The mobilization which teaches the saving of our national resources, which directs the thoughtful distribution and wise use of our products, which cultivates the patriotic spirit of service in the boy and girl power of the nation, properly belongs to the field of education, not only in war but in peace. To the schools of America, therefore, the war has come as an opportunity for developing a closer relation between education and life, between life and service.
Our gradual entrance into the war and our distance from the conflict have given us the chance of pausing and surveying the situation before acting,—advantages which were unfortunately denied England and France. At the beginning of the war England apparently almost wrecked her schools, and is slowly repairing the mistakes of hurried action in suspending the attendance laws. France is saving her schools that the nation may go on after the war. It remains for America to use the war to make better schools.
The mobilization of our schools is not concerned with the introduction of military drill, whether voluntary or compulsory. It is an experiment in working out the relation of education to war. We are, all of us, empirics in this experiment; there is no body of tradition and theory to help us. The ancient world offers us no parallels; the modern German system throws no light on it. America, equally with the nations of the older world, is a pioneer in the field. This is a novel experience for us who have been originators only of free education in the past or of administrative systems, not of types of new education. Largely what we have to guide us is some experience of France and England in what to avoid. This negative counsel is valuable in restricting our experiments, but is scarcely constructive in its nature. One of its most valuable lessons, however, is to show us that we must not take our schools into the war, as England did, but bring the war into the schools.
The fact that the problem is a novel one and that it is experimental does not make it futile. All education is experimental in adapting the individual to his changing environment.
During recent years our schools have had to consider the outside forces of the changing world. It was in 1881 that the first manual-training high school opened its doors under the hostile gaze of incredulity and disapproval. Since then our educational system has been bombarded with essays on the relation of education to life, on practical aspects of education, on vocational guidance, on trade schools, etc. We have only to look at the vastly differentiated courses of our colleges (some of which have lost all trace of the humanities), at the variegated courses in our high schools, at our remodeled elementary courses, to realize that in thirty years the whole attitude of the people towards our schools has undergone a vast change. These changes were regarded as revolutionary at first. But it is no more revolutionary to introduce the war into our schools than it was to introduce the laboratory study of sciences, or agricultural studies, or courses in millinery and home-making,—that is, if we understand the meaning of war into the schools.
It is not to be denied that the educational emphasis is different. The student who takes an agricultural course, and thus prepares himself to be a modern efficient farmer, is only indirectly doing work of service to the State. His aim is individual improvement, an advance which results in general benefit to the State; whereas a girl who does Red Cross work in school, or a boy who works in a war garden, benefits the individual through the larger service of collective responsibility in serving the nation directly.
We are not unmindful of the fact that war is a temporary condition, and we must not crowd out the fundamental studies to meet the needs of a temporary environment, however urgent the need may be. In carrying the war into our schools we must emphasize those permanent elements which are as necessary in war as in peace; we must use the war as an opportunity to develop service to the State,—service which may be vitalizing and ennobling, full of purposeful appreciation of collective responsibility.

EXCERPTED RECORDS ▸

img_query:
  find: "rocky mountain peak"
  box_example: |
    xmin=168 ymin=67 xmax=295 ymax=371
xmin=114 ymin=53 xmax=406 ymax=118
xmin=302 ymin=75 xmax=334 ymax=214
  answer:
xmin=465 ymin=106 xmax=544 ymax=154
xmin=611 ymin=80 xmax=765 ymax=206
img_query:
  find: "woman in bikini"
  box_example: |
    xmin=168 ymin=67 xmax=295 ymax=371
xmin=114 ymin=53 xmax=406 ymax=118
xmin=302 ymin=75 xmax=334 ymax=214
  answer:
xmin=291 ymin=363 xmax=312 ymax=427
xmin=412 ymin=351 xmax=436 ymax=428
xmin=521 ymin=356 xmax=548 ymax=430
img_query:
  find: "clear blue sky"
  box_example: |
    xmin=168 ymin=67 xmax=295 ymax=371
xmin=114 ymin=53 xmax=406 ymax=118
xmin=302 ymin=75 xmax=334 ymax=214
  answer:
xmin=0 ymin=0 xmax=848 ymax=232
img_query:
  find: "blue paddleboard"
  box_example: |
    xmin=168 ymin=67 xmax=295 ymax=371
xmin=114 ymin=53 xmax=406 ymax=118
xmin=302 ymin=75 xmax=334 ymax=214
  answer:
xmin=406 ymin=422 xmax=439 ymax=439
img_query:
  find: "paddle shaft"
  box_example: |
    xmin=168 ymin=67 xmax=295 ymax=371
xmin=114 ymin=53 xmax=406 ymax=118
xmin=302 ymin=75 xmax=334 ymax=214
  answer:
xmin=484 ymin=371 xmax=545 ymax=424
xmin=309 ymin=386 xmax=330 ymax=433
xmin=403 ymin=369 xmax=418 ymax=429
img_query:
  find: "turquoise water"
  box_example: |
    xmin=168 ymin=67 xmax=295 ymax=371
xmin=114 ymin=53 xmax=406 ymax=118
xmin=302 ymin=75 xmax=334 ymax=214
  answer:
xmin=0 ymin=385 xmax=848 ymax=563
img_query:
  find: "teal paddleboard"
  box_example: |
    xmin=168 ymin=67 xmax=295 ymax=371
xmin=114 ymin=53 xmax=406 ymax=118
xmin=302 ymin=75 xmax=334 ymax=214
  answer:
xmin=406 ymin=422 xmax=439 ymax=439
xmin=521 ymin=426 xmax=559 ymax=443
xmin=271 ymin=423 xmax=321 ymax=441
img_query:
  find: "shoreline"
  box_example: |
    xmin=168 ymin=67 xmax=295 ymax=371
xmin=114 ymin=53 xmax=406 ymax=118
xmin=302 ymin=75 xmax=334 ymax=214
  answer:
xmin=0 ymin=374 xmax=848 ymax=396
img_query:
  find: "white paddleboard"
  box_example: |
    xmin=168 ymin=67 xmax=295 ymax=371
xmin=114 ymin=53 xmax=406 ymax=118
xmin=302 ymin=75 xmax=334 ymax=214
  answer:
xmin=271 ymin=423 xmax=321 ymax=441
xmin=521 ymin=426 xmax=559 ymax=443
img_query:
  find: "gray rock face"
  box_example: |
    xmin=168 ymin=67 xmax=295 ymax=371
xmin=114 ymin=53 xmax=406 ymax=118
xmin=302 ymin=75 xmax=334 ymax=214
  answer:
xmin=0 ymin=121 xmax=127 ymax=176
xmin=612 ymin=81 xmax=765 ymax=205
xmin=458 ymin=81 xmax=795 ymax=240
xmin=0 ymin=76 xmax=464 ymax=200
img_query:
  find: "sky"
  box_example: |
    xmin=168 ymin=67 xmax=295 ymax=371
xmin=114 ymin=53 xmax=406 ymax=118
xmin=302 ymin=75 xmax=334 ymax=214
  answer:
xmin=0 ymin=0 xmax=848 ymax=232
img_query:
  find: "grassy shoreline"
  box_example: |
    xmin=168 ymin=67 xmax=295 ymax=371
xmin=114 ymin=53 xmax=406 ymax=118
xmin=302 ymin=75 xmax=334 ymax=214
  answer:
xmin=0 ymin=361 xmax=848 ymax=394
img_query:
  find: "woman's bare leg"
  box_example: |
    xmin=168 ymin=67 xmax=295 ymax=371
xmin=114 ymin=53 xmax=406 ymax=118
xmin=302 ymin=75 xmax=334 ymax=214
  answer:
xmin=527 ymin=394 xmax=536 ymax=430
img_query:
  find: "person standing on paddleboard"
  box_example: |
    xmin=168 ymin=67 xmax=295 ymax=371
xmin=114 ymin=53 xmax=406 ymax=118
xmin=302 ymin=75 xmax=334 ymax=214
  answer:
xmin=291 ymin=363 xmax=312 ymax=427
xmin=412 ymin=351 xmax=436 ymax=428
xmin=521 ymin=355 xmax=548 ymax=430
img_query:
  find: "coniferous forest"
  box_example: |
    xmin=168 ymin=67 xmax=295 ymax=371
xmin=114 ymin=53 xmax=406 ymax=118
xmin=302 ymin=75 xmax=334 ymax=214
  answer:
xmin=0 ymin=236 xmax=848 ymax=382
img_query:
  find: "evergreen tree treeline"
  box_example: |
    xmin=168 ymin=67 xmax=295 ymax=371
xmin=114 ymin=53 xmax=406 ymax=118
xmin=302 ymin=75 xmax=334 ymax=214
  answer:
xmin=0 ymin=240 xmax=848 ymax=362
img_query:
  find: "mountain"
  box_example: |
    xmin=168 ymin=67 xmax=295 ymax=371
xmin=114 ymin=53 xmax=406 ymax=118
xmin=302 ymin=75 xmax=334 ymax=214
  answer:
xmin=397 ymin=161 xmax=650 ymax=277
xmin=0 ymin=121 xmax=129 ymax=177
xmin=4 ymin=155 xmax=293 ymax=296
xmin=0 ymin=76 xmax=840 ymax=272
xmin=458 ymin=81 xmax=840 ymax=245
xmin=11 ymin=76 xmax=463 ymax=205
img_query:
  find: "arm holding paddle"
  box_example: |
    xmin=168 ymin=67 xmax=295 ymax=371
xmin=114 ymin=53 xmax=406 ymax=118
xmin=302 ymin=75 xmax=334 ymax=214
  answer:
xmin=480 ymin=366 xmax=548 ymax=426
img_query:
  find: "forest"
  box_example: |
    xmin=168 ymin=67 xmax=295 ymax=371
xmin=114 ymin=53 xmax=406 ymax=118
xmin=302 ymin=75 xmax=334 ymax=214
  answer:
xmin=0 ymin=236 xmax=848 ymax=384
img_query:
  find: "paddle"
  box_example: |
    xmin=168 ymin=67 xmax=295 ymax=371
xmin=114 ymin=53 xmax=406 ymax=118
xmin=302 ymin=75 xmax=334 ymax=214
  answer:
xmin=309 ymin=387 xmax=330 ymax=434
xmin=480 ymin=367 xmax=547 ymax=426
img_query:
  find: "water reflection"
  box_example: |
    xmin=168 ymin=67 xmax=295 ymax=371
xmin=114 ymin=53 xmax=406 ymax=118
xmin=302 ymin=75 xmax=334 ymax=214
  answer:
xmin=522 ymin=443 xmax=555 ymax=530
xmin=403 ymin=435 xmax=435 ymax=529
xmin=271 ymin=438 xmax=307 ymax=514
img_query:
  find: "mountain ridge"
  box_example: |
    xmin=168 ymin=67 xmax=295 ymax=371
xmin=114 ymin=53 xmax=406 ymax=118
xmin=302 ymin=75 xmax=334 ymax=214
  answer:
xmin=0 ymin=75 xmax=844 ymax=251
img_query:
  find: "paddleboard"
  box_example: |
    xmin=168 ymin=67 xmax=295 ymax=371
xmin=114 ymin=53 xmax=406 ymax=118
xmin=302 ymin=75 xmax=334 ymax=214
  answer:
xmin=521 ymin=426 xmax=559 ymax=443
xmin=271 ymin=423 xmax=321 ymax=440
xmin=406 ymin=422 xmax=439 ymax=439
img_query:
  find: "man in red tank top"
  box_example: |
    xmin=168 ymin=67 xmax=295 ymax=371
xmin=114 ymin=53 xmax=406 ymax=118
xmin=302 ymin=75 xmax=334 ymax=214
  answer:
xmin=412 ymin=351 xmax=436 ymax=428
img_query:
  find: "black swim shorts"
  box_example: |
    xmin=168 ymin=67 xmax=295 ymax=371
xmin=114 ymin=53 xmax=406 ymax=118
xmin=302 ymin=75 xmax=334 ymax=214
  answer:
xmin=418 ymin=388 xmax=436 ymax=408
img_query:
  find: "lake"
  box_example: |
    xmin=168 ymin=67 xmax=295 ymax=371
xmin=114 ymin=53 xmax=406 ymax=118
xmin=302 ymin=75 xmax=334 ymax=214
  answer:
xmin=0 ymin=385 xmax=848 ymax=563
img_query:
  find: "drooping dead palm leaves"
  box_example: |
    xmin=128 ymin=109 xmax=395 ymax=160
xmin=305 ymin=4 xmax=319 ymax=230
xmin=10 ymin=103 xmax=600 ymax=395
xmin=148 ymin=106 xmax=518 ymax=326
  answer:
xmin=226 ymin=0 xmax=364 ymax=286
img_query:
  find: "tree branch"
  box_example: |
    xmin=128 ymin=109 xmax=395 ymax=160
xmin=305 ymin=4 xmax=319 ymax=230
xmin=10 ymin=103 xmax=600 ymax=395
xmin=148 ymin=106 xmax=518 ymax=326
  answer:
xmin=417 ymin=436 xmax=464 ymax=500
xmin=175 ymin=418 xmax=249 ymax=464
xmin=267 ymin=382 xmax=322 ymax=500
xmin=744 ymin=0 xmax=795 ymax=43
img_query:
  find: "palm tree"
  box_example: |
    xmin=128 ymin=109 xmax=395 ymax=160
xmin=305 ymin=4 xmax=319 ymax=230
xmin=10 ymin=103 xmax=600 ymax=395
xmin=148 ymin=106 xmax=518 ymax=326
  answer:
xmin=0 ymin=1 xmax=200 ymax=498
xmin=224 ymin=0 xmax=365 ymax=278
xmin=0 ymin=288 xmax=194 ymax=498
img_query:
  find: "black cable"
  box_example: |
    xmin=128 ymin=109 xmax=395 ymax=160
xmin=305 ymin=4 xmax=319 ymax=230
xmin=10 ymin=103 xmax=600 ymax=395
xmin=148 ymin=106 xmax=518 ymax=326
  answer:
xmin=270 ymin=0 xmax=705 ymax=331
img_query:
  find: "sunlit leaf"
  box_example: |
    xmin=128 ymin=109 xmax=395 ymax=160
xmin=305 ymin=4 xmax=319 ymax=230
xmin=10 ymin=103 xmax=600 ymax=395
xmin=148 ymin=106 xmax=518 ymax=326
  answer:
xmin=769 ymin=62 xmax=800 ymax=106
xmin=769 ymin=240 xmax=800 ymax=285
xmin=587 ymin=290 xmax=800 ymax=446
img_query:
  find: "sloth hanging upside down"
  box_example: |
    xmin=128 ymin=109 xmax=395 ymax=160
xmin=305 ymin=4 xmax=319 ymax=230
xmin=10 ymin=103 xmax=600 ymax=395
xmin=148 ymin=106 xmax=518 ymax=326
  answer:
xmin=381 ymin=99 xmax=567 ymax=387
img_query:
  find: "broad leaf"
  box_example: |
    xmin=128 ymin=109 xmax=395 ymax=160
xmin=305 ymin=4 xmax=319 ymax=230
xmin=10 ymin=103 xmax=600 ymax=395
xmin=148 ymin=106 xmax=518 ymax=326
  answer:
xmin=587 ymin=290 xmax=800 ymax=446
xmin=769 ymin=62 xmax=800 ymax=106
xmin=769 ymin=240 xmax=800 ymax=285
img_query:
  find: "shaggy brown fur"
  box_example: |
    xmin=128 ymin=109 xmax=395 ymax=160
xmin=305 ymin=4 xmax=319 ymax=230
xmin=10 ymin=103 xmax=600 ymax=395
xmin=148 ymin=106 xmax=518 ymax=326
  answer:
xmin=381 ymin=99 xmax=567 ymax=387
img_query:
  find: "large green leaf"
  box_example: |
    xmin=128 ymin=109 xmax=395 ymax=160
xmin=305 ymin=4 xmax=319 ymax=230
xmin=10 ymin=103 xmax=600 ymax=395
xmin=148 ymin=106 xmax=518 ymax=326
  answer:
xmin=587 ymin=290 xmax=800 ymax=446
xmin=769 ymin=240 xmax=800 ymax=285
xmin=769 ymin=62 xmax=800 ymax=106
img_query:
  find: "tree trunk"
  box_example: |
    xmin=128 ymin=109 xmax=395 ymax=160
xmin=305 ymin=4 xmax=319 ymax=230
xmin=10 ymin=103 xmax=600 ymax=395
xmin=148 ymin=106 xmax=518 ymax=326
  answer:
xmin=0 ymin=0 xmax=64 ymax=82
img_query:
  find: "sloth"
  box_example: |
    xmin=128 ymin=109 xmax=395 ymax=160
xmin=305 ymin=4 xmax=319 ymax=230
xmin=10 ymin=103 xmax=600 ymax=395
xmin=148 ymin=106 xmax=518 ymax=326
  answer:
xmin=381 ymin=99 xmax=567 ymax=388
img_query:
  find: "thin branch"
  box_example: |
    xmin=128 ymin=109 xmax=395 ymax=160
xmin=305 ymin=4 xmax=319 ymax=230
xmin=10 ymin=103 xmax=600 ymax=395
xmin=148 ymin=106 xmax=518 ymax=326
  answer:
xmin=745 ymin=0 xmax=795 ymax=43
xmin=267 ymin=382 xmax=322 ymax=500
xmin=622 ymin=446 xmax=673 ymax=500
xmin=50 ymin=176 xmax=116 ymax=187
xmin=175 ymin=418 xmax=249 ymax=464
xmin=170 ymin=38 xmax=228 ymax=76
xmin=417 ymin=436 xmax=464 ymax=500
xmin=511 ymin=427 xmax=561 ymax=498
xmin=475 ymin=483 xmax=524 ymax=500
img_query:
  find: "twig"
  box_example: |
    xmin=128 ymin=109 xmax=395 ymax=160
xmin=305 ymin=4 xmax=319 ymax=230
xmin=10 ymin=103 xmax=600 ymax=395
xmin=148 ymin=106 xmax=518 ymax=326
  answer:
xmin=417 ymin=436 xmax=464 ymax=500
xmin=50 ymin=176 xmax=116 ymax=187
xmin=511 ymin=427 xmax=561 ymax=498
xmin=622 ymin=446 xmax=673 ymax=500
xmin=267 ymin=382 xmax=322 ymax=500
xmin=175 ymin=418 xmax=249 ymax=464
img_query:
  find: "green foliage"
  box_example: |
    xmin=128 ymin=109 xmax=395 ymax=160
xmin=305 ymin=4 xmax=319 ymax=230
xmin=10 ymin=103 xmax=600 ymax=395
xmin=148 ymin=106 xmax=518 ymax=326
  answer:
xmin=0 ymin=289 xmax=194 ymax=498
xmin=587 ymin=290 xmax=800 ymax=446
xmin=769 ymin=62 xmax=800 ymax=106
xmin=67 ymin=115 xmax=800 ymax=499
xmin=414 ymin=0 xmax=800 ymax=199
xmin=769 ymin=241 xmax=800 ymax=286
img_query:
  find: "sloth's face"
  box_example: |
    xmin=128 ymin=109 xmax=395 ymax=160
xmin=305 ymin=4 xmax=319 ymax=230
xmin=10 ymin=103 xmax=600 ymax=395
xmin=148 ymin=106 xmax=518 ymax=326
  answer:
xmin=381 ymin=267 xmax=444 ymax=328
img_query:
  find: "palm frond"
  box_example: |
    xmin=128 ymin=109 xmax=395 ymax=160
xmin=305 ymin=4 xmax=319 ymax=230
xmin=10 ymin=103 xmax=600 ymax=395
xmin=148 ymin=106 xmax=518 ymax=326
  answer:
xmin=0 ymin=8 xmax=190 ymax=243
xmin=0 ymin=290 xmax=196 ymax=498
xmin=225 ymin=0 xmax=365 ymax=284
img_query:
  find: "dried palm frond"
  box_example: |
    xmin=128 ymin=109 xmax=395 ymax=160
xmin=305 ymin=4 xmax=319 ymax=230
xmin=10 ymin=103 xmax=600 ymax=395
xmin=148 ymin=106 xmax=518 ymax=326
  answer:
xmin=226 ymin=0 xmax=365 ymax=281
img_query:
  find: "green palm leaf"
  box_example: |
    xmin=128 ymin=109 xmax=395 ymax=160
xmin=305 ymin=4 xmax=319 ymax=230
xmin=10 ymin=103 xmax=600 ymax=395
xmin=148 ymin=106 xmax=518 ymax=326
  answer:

PROBLEM TO SOLVE ▸ Quote the text on schools in wartime word for word, starting at the words "The mobilization which" and ending after the words "life and service.".

YOUR RESPONSE ▸
The mobilization which teaches the saving of our national resources, which directs the thoughtful distribution and wise use of our products, which cultivates the patriotic spirit of service in the boy and girl power of the nation, properly belongs to the field of education, not only in war but in peace. To the schools of America, therefore, the war has come as an opportunity for developing a closer relation between education and life, between life and service.